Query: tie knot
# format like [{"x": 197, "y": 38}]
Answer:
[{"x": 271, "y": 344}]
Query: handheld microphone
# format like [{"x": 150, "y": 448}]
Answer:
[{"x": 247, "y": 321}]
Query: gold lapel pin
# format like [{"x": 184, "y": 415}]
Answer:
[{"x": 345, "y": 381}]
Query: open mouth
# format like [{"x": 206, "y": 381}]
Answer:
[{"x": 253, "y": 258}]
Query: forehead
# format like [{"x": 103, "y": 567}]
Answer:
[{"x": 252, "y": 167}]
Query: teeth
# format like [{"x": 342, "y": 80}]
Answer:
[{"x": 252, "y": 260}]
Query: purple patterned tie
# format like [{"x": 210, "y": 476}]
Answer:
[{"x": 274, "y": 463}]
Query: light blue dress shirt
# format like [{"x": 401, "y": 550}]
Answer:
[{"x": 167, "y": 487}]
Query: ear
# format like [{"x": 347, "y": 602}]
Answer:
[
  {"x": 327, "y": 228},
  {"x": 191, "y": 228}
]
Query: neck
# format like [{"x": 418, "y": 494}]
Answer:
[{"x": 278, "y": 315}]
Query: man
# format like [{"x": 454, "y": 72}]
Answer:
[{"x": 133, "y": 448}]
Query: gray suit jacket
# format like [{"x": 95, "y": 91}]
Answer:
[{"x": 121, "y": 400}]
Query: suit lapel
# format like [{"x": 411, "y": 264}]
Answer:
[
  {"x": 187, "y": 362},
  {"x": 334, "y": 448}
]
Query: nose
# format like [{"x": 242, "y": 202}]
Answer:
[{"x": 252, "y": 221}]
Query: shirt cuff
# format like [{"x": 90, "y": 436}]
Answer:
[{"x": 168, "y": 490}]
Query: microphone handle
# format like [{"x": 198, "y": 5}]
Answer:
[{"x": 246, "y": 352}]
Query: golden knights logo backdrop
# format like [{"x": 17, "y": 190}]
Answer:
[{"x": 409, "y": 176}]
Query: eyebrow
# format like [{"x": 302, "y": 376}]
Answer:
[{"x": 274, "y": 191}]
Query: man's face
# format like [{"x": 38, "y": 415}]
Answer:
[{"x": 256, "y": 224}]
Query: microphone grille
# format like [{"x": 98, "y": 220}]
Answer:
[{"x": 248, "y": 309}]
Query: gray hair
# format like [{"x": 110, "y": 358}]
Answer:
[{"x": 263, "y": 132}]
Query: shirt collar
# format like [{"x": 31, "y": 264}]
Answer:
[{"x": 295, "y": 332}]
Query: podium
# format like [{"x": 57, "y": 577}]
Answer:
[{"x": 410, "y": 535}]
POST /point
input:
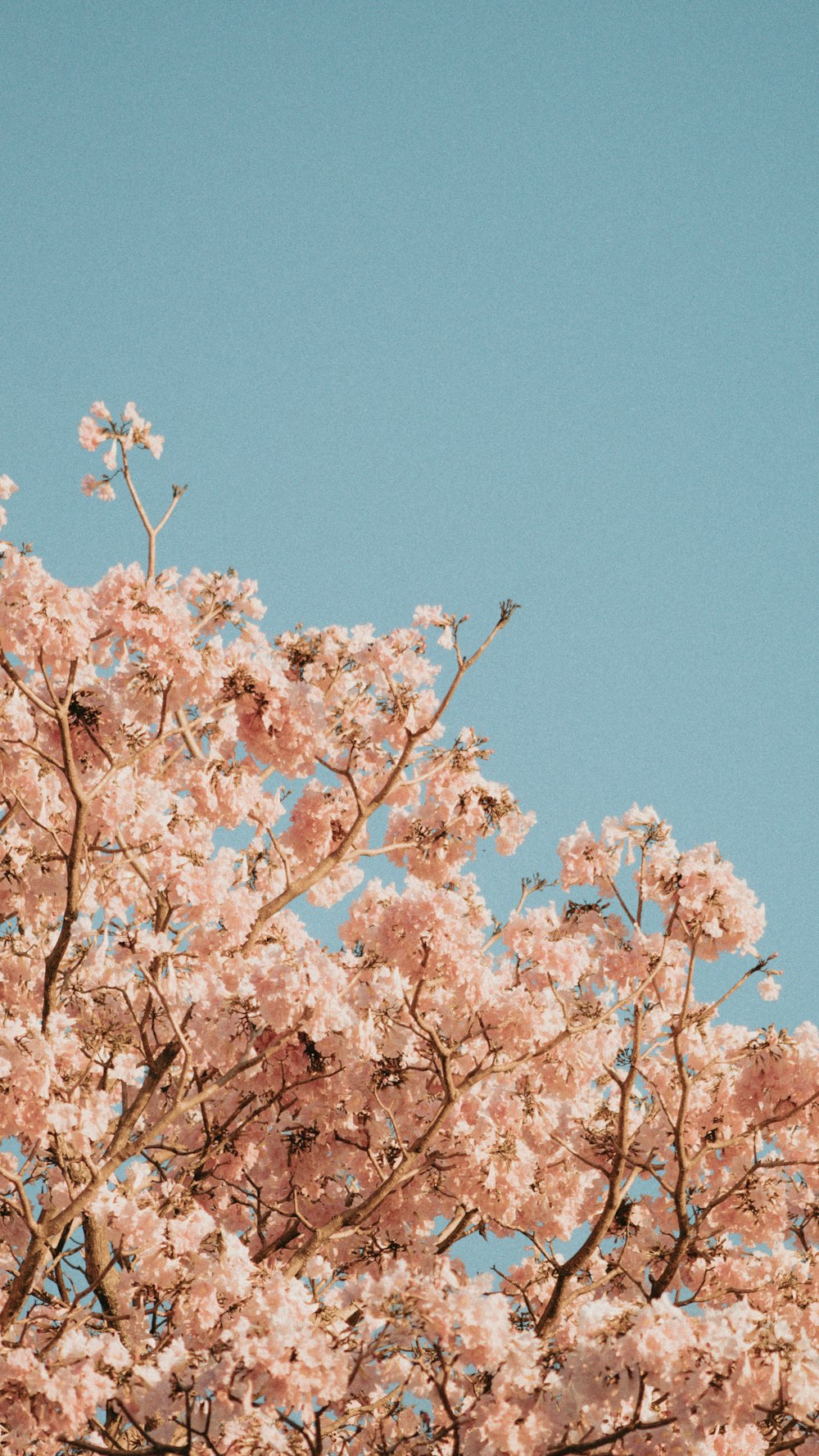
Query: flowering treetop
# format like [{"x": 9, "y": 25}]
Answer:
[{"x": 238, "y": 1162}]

---+---

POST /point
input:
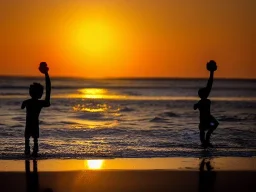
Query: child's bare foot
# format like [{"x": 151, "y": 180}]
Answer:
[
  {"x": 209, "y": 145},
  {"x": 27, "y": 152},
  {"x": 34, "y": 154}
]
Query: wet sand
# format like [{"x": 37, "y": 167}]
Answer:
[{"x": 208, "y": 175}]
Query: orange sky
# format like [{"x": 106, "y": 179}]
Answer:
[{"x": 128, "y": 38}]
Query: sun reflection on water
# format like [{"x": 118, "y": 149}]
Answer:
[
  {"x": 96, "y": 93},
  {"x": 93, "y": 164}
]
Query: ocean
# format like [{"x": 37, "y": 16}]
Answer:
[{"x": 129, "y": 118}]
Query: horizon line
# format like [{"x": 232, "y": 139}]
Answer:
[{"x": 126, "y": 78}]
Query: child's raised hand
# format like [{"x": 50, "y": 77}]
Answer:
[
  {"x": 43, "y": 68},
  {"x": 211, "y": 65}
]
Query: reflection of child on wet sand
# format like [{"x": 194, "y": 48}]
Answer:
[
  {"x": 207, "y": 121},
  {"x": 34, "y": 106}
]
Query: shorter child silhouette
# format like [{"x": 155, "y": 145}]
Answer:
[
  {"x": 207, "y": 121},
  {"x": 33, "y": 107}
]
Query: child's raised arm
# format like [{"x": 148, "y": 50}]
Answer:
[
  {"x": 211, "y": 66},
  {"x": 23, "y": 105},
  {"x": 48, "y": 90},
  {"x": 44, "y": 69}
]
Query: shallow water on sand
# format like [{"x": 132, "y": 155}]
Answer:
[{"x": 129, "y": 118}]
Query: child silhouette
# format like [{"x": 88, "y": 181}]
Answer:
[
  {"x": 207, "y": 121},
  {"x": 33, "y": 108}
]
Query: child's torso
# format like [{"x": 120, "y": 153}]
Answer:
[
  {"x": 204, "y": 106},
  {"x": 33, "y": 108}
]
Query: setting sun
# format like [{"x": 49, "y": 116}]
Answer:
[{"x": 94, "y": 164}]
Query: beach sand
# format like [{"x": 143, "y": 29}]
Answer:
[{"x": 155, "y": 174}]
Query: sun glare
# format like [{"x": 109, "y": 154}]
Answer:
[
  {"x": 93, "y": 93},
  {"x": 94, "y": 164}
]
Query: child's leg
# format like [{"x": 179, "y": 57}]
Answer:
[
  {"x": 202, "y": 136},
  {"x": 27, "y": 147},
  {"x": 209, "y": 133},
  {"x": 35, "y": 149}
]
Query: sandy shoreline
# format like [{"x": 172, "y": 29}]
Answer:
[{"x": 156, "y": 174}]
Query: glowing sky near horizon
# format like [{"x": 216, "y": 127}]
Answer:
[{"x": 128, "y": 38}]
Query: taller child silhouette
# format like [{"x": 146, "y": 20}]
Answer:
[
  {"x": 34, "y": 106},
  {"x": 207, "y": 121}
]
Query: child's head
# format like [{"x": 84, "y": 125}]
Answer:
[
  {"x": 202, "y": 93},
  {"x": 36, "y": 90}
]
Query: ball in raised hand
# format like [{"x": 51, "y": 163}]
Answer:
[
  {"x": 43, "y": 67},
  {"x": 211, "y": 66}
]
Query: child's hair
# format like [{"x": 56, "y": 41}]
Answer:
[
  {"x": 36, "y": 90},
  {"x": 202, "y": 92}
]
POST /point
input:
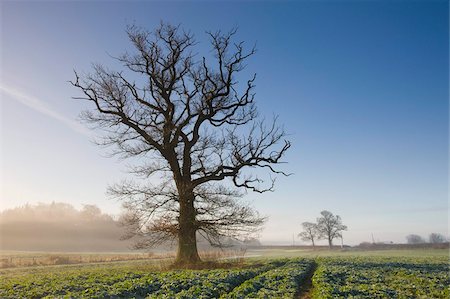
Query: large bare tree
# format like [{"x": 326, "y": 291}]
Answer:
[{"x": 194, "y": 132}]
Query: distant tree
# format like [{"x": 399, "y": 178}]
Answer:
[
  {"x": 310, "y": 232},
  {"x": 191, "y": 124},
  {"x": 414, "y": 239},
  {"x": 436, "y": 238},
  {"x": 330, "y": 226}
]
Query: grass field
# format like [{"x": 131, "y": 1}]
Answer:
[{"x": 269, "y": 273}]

---+---

◆ Stated problem ◆
How many lines in the items above contain the string "lapel"? Match case exactly, and reply with the number alone.

◆ Solution below ◆
2